> [Artículo]
********************

Un posibilidad (Muy remota) es que el mismo solvente (Vapores) de la pintura halla debilitado la aislación del transformador, en general, el solvente de pinturas en aerosol ataca el barniz de los alambres de bobinados.

Para hacer la autopsia correctamente habría que ver el cadáver.


----------



## PATOMU (Jul 26, 2008)

entonces tu me dices que es muy remota la posibilidad de que por haber pintado la parte que estaba oxidada el horno se hecho a perder?
en todo caso era  muy pequeña la zona ... alrededor de 0.5 cm cuadrado...
mira el secundario esta muy arrurruscado... muy quemado...
de color negro y aun expele un olor muy fuerte...


----------



## Fogonazo (Jul 26, 2008)

En efecto la posibilidad de que el solvente de la pintura halla afectado al barniz me parece remota.
El olor que percibes es el del barniz del bobinado quemado


----------



## electrodan (Jul 26, 2008)

Supongo que la mejor forma de conocer la causa del daño es desarmar uno y examinarlo.


----------



## djim (Sep 21, 2009)

hey quien me puede ayudar, tengo un microondas samsung el cual no se ha instalado bien y se prende solo empieza a calentar y el cronometro en vez de ir asia atras va en aumento (es decir de un minuto pasa a dos, tres y asi sucesivamente) un amigo me dijo q le presionara por un largo rato el stop para reiniciar su programacion y me gustaria saber quien tiene alguna otra solucion para esto.

********************

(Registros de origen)
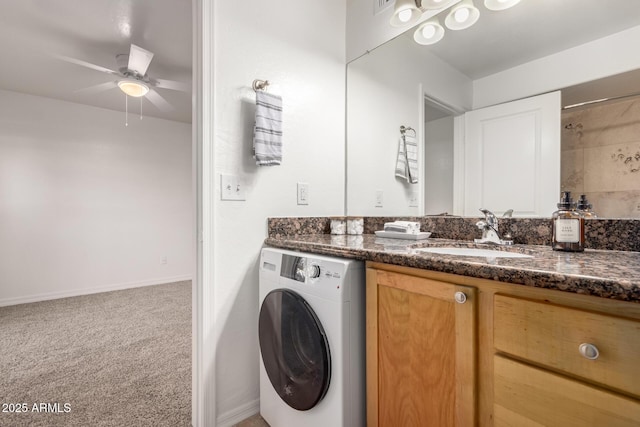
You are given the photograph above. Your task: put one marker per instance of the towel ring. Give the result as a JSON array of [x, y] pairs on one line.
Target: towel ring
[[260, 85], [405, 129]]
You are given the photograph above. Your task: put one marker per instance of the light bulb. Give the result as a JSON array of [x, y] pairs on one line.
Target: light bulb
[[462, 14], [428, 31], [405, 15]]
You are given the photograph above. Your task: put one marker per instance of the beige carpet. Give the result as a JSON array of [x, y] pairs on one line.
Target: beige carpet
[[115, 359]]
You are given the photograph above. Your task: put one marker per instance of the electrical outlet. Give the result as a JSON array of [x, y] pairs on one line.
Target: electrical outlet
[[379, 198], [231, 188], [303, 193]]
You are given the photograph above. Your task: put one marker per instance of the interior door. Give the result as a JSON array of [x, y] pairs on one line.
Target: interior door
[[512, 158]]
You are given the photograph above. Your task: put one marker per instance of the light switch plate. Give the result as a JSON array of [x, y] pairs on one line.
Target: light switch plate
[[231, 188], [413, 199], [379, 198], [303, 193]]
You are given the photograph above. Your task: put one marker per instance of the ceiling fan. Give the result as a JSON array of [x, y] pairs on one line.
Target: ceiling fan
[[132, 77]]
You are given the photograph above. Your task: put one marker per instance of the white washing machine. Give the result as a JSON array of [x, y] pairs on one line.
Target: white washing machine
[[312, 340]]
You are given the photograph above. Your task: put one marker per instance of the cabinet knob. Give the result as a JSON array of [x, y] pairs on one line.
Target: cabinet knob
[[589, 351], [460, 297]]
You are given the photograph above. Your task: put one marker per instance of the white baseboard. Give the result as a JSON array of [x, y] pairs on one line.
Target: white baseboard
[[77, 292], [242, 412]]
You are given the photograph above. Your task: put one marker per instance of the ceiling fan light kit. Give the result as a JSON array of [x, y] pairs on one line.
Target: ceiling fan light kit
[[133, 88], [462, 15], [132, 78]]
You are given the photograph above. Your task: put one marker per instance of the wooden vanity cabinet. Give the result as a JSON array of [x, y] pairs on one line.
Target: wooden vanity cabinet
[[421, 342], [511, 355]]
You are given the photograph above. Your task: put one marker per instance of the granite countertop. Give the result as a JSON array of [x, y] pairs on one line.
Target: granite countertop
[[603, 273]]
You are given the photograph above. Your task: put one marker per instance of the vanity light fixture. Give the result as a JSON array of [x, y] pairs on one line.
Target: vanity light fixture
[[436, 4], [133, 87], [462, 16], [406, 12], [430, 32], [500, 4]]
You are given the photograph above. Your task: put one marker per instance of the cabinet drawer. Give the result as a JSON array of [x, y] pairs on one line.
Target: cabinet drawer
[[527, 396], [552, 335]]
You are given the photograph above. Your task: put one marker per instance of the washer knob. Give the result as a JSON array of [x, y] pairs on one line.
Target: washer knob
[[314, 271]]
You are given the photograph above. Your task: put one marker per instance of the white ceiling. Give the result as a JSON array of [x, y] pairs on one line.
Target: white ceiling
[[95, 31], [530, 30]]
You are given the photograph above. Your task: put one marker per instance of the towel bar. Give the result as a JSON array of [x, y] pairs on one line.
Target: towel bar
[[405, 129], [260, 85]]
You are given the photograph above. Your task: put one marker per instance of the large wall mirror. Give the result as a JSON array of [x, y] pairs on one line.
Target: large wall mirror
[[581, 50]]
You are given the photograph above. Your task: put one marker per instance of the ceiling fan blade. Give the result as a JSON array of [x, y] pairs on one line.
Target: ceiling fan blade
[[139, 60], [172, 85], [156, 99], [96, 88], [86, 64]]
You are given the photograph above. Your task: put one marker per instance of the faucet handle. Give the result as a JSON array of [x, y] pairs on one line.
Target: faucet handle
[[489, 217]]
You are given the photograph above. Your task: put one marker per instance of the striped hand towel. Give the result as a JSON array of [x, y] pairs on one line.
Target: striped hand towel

********************

> [Qué se pide] Edita el tramo del hilo del foro que va desde "entonces tu me" hasta "olor muy fuerte..." y pon "marrón" en lugar de "negro".

> [Respuesta escrita]
entonces tu me dices que es muy remota la posibilidad de que por haber pintado la parte que estaba oxidada el horno se hecho a perder?
en todo caso era  muy pequeña la zona ... alrededor de 0.5 cm cuadrado...
mira el secundario esta muy arrurruscado... muy quemado...
de color marrón y aun expele un olor muy fuerte...